* **Passage shown**
*** Block opens ***

The question is no longer, “does this sound human?”
It’s, “what do you want it to feel like?”
And that shift might be the most important thing happening in consumer-facing AI today.
Sixty days ago, I wrote about how I unknowingly listened to AI-generated music because of a new model that generated music in a way that was subtle, almost ambient.
What I’ve been listening to this week in the AI speech space is anything but subtle.
Recent releases have taken such a leap forward that the public now has access to voice models that don't just say the words, it performs them. On cue. In real time. With emotional precision that feels… frankly, like something straight out of Mountainhead.
We’ve stopped trying to make machines sound human - that’s done - we’re now training them to act.
Voice That Takes Direction
We’ve entered a phase where AI can actually perform.
It doesn’t just take output speech, it delivers intention. Mood. Emotion.
The new OpenAudio model available at Fish Audio allows you to set up a script that includes emotional or tone markers like (sarcastically), (enthusiastically), or (excited). It can also include special markers like (laughing), (sobbing), or (panting). In less than a minute, I gave it my own voice and generated results that would be good enough to fool anybody. If I spent a little more time, I’m positive I could get this to a scary-good place. I wasn’t surprised to see OpenAudio at the top of Hugging Face’s TTS Arena rankings for expressiveness:
But the actual story is about the shift in creative control. You can whisper, sob, scream, emphasize, trail off.
This is playing out across the AI voice landscape but, interestingly, with each competitor seemingly dialed in on its own segment: ElevenLabs is chasing the audiobook market, Hume is building an AI you can chat with - in a voice that you want to hear, rather than whatever Siri’s been doing to us the last decade. Voicemod is now offering a real-time voice changer, apparently popular with gamers.
What Can You Do With Voice Tools Like This?
If you’re a storyteller, podcaster, game dev, or brand builder, this changes your entire creative stack. You don’t need a studio, a casting session, or even a microphone. You can now:
- Build entire voice casts for your game, each with its own tone, emotional range, and delivery quirks.
- Prototype an audio drama or film script with full emotional delivery before recording a single real actor.

*** Block closes ***

* **Data section**
*** Block opens ***

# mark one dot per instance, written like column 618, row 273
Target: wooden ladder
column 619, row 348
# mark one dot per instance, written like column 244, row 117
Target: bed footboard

*** Block closes ***

* **What to do**
- A) Print the passage on expressive AI voice models, starting with "The question is" and going on through "can actually perform.".
- B) Proceed with the passage on expressive AI voice models, picking up after its final sentence.
You can leave the records aside; none of what follows depends on them.

* **Outputs by task**
- A)
The question is no longer, “does this sound human?”
It’s, “what do you want it to feel like?”
And that shift might be the most important thing happening in consumer-facing AI today.
Sixty days ago, I wrote about how I unknowingly listened to AI-generated music because of a new model that generated music in a way that was subtle, almost ambient.
What I’ve been listening to this week in the AI speech space is anything but subtle.
Recent releases have taken such a leap forward that the public now has access to voice models that don't just say the words, it performs them. On cue. In real time. With emotional precision that feels… frankly, like something straight out of Mountainhead.
We’ve stopped trying to make machines sound human - that’s done - we’re now training them to act.
Voice That Takes Direction
We’ve entered a phase where AI can actually perform.

- B)
- Test dozens of versions of the same ad with different vibes: upbeat, thoughtful, sarcastic, whispered.
- Generate a branded voice for your startup that doesn’t just sound clear—but sounds like you want the user to feel.
For the solo creator, this isn’t just productivity, it’s leverage.
For accessibility, it’s a breakthrough. You can make your content more inclusive with emotion-aware voiceovers in multiple languages. You can create voices for people who’ve lost theirs. You can give students new ways to experience material in a way that’s performed, not just read.
You can build AI companions that don’t feel uncanny. You can generate synthetic therapy bots that respond not just with accuracy, but with warmth. You can write a children’s book and have it read aloud in the voice of a kind grandmother. Or a space captain.
Or a pirate who really needs a nap.
Whoops, sorry, that nap thing might’ve just been about me.
None of this is hard. It’s $0.80/hour. It runs in real time. And it works today.
Why This Moment Matters
We’ve hit a new threshold, and not just in fidelity. The leap is emotion: we’re shifting from what’s being said to how it’s being felt.
Every interface that involves language - from media to messaging to virtual assistants - is about to be rebuilt with this layer.
Because if you can guide emotion, you can guide behavior. Influence, persuasion, empathy, intent - they’re no longer soft skills. They’re programmable surfaces.
That’s a shift in storytelling. A shift in marketing. A shift in trust.
More than the technical achievement of OpenAudio, this is a signpost.
Emotion is the next frontier of user experience.
And voice is where that battle is already being won.